>> start DATA PROVIDED

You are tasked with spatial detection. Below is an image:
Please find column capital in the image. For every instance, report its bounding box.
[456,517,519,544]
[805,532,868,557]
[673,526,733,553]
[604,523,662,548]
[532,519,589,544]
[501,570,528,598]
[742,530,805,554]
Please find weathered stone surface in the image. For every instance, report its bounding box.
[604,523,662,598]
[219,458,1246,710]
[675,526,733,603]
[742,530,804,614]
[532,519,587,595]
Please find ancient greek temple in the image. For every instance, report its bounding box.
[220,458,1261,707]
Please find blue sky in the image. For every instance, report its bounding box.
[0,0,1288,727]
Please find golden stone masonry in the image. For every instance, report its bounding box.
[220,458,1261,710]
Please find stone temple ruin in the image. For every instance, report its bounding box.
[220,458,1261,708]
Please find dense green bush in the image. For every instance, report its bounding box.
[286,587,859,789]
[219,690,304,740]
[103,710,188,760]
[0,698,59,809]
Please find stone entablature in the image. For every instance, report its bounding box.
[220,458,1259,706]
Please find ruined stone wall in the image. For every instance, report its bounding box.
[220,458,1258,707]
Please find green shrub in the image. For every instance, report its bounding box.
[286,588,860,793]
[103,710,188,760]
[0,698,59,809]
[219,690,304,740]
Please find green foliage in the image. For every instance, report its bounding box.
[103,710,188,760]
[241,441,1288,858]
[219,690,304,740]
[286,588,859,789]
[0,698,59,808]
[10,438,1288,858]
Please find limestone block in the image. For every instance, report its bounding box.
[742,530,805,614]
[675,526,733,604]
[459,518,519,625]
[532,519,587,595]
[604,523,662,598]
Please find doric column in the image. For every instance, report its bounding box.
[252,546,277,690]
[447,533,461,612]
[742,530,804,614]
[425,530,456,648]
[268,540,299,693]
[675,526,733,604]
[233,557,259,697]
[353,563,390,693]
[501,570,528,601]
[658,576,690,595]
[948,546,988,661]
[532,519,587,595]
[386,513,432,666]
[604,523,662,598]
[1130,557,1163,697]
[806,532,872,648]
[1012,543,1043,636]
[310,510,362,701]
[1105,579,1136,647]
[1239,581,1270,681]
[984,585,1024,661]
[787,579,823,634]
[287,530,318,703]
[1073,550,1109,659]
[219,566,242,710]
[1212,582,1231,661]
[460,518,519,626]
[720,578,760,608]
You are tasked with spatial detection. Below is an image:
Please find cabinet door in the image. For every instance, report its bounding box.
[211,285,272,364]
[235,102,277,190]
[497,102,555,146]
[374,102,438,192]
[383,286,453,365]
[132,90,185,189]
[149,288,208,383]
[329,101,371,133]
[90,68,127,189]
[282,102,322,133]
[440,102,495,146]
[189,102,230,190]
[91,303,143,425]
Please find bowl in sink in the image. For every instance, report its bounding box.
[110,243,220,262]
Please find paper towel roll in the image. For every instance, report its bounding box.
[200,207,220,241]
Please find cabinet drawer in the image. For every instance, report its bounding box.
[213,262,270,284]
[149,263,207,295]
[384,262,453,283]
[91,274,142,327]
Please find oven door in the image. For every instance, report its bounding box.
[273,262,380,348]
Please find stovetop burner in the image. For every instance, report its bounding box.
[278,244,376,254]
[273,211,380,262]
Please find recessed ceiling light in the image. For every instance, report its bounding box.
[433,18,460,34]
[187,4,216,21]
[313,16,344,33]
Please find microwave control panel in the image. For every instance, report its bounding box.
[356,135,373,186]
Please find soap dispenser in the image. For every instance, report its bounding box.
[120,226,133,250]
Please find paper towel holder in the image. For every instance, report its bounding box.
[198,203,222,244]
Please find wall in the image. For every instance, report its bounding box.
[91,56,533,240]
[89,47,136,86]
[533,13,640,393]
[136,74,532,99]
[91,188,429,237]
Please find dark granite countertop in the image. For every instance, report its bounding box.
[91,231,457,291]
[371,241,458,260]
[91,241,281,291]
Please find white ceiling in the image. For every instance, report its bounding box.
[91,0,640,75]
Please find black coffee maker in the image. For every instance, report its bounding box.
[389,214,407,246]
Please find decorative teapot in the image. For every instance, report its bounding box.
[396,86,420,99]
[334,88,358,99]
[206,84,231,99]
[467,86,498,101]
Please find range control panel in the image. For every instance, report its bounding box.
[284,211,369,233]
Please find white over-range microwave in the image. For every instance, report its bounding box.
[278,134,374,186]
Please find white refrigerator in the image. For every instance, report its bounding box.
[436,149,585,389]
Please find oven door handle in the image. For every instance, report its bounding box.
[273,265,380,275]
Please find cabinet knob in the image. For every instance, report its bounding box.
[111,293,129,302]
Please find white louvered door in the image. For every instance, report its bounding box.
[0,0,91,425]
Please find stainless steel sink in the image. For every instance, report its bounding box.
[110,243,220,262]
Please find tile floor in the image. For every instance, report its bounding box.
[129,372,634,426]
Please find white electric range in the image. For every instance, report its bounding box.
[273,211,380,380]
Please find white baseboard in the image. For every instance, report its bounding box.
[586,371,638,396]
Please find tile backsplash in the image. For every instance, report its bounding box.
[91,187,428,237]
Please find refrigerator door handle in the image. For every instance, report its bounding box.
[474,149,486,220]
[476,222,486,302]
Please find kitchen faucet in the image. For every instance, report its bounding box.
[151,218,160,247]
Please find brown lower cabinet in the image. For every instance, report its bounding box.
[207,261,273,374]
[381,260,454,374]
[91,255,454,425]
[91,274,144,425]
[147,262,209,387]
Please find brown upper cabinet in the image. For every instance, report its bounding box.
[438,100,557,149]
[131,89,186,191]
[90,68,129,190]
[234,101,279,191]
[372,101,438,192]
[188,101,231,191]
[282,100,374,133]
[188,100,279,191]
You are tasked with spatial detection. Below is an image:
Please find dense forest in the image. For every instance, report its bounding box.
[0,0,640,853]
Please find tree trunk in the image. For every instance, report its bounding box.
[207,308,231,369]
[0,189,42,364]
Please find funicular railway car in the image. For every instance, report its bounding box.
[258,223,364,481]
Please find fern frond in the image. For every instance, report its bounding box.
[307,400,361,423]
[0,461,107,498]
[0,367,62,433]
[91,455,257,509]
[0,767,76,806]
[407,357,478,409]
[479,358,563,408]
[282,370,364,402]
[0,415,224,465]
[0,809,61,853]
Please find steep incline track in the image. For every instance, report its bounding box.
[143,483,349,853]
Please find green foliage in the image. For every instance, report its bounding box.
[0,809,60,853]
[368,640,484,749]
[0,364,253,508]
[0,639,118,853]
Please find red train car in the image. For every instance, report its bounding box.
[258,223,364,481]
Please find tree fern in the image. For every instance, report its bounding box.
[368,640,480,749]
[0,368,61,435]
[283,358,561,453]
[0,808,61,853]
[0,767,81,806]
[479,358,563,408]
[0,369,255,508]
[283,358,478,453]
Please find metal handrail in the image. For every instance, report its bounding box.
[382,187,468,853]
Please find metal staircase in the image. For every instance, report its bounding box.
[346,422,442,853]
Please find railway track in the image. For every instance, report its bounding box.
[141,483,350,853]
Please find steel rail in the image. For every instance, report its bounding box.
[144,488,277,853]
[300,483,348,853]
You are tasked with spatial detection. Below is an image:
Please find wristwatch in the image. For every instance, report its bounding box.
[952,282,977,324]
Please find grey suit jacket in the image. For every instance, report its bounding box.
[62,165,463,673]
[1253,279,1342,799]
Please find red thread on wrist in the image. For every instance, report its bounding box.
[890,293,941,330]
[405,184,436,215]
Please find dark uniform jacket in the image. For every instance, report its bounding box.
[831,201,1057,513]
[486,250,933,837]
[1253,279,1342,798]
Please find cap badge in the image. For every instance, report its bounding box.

>> end DATA PROVIDED

■ **EXERCISE OBJECTIVE**: Pull out every line of the records above and copy each one word for word, in its original order.

■ **ANSWER FOR THE TASK**:
You are tasked with spatial detection. Below is an image:
Please find column capital in the image. For every instance, report its bounding box.
[456,517,519,544]
[805,532,868,557]
[673,526,733,553]
[604,523,662,548]
[532,519,589,544]
[501,570,528,598]
[742,530,805,554]
Please find weathered stone surface in the image. For every instance, report its bounding box.
[604,523,662,598]
[219,458,1246,710]
[675,526,733,603]
[742,530,804,614]
[532,519,587,595]
Please find ancient greek temple in the image. For every instance, report its bounding box.
[220,458,1261,707]
Please find blue sky in the image. For every instance, report its bounding box.
[0,0,1288,727]
Please find golden stone masonry in the image. For every instance, report its bounding box.
[220,458,1261,710]
Please find stone temple ruin in the image. For every instance, report its bounding box.
[220,458,1261,708]
Please find dense green bush in the image. For every instance, report its bounding box.
[286,587,859,789]
[219,690,304,740]
[103,710,188,760]
[0,698,59,809]
Please find stone entablature in the image. For every instance, report its bounding box.
[220,458,1259,706]
Please find ruined stone wall in the image. For every instance, report its bounding box.
[220,458,1258,707]
Please find green shrub in the image. For every instance, report its bounding box.
[286,588,860,793]
[103,710,188,760]
[0,698,59,809]
[219,690,304,740]
Please find green foliage in the image. For every instance, report its bounding box.
[103,710,188,760]
[241,441,1288,858]
[219,690,304,740]
[286,588,859,789]
[0,698,59,808]
[10,438,1288,858]
Please find limestone block in the image. For every instance, report its bounding box.
[742,530,805,614]
[675,526,733,604]
[459,518,519,625]
[532,519,587,595]
[604,523,662,598]
Please find doric column in the image. For every instance, report its bounding box.
[252,546,277,690]
[447,533,461,612]
[742,530,804,614]
[425,530,456,648]
[268,540,299,693]
[675,526,733,604]
[233,557,259,697]
[353,563,390,693]
[501,570,528,601]
[658,576,690,595]
[948,546,988,661]
[532,519,587,595]
[386,513,432,666]
[604,523,662,598]
[1130,557,1163,697]
[806,532,872,648]
[1012,543,1043,636]
[310,510,362,701]
[1105,579,1136,647]
[1239,581,1270,681]
[984,585,1024,661]
[787,579,823,634]
[287,530,318,703]
[1073,550,1109,659]
[219,566,242,710]
[1212,582,1231,661]
[460,518,519,626]
[720,578,760,608]
You are tasked with spatial detection. Below is an image:
Please find cabinet door in the image. For every instance, report its bounding box.
[211,285,272,364]
[235,102,277,190]
[497,102,555,146]
[374,102,438,192]
[383,286,453,365]
[132,90,185,189]
[149,288,208,383]
[329,101,371,133]
[90,68,127,189]
[282,102,322,133]
[440,102,495,146]
[189,102,230,190]
[91,303,143,425]
Please find bowl in sink in the image. For every instance, report its bounding box.
[110,243,220,262]
Please find paper towel roll in the image. For every instance, report its bounding box.
[200,207,220,241]
Please find cabinet drawer in the image. For every instance, report its bounding box.
[213,262,270,284]
[149,263,207,295]
[384,262,453,283]
[91,274,142,327]
Please find oven door in the image. For every instance, report its bounding box.
[273,262,380,348]
Please find stovetop burner in the image. For every instance, report its bounding box.
[278,244,376,254]
[273,211,380,262]
Please find recessed ceiling light in the image. For every instance, report its bounding box.
[433,18,460,34]
[187,4,216,21]
[313,16,344,33]
Please find microwave control panel in the image. For every instance, report its bounding box.
[356,135,373,186]
Please find soap dispenser in the image. For every instance, report its bounding box.
[120,226,133,250]
Please find paper towel holder in the image. For every instance, report its bounding box.
[198,203,222,244]
Please find wall in the image. For every instance, report its bounding box.
[91,56,533,240]
[89,47,136,86]
[533,13,640,393]
[136,74,532,99]
[91,188,429,237]
Please find dark granite countertop in the image. For every instance, report its bounding box.
[91,231,457,291]
[371,241,458,260]
[91,241,281,291]
Please find white ceiling in the image. For every instance, report its bounding box.
[91,0,640,75]
Please find black coffee maker in the image. For every instance, report its bounding box.
[389,214,407,246]
Please find decorative teapot in the image. For every instance, report its bounding box.
[396,86,420,99]
[334,88,358,99]
[206,84,231,99]
[467,86,498,101]
Please find range control panel in the image. For every instance, report its bounding box.
[284,211,369,233]
Please find white over-range microwave in the image. For every instance, report its bounding box.
[278,134,374,186]
Please find white refrigerator in the image. For every instance, report its bounding box.
[436,149,585,389]
Please find oven door handle in the image. For every instance, report its bounding box.
[273,265,380,275]
Please find cabinet knob in the image. For every instance, report its bounding box.
[111,293,129,302]
Please find white louvered door in the image. For every instance, report its bounding box.
[0,0,91,425]
Please find stainless steel sink in the image. For every instance, report its bounding box.
[110,243,220,262]
Please find tile floor in the image. For every instance, report its bounding box.
[129,372,634,426]
Please find white electric range in the image. For every instance, report its bounding box.
[273,211,380,380]
Please find white baseboard in the image. For every instance, report its bounding box.
[586,371,638,396]
Please find tile backsplash in the image. For every instance, report its bounding box.
[91,187,428,237]
Please find refrigerator door handle in the image. For every instance, report its bounding box.
[474,149,486,220]
[476,222,486,302]
Please find kitchen faucet in the image. For every instance, report its bounding box.
[151,218,160,247]
Please find brown lower cabinet in the image. For every instance, report its bounding box.
[207,261,273,374]
[381,260,454,374]
[91,255,454,425]
[91,274,144,425]
[147,262,209,387]
Please find brown upper cabinet in the image. For every instance, report its bounding box.
[438,100,557,149]
[131,89,186,191]
[90,68,129,190]
[234,101,279,191]
[372,101,438,192]
[188,101,231,191]
[282,100,374,133]
[188,100,279,191]
You are tasked with spatial detection. Below is an image:
Please find dense forest in the image. For every instance, report its bounding box.
[0,0,640,853]
Please find tree trunk in the image. For every instance, report its bounding box.
[207,308,231,369]
[0,189,42,364]
Please find funicular railway car in the image. For every instance, report its bounding box.
[258,223,364,481]
Please find fern frond in the image. For every instance, report its bounding box.
[307,400,361,423]
[0,461,107,498]
[0,367,62,433]
[91,455,257,509]
[0,767,76,806]
[407,357,478,409]
[479,358,563,408]
[282,370,364,402]
[0,415,224,465]
[0,809,61,853]
Please find steep incline track in the image. For every instance, report its bounding box.
[143,483,349,853]
Please find green foliage in the image. For every instance, report its bounding box.
[0,809,60,853]
[368,640,484,749]
[0,364,253,508]
[0,639,118,853]
Please find red train car in the image. For every instance, report its bounding box.
[258,223,364,481]
Please find tree fern in the image. For every instance, report its bounding box.
[368,640,480,749]
[0,368,61,435]
[283,358,561,453]
[0,808,61,853]
[0,767,81,806]
[479,358,563,408]
[0,369,255,508]
[283,358,478,453]
Please find metal handrail in the image. For every instance, report its bounding box.
[382,187,468,853]
Please find metal staircase in the image. For every instance, report its bounding box.
[346,422,442,853]
Please find railway track in the image. For every instance, report its bounding box.
[141,483,350,853]
Please find steel rail in the image. For every instance, report its bounding box.
[144,488,277,853]
[300,483,348,853]
You are tasked with spatial detection. Below is an image:
Please find wristwatch in the image. For every instance, report its bounding box.
[952,282,977,324]
Please find grey suit jacket in the image. For every instance, report its bounding box.
[62,165,463,673]
[1253,279,1342,799]
Please find red thread on wrist in the image. For every instance, report its bounding box.
[890,293,941,330]
[405,184,436,215]
Please find dark uniform jacket in the image. For every instance, report its bounding box.
[831,201,1057,513]
[486,250,933,837]
[1253,279,1342,798]
Please find cap badge in the image. For every instance, report its bounding box.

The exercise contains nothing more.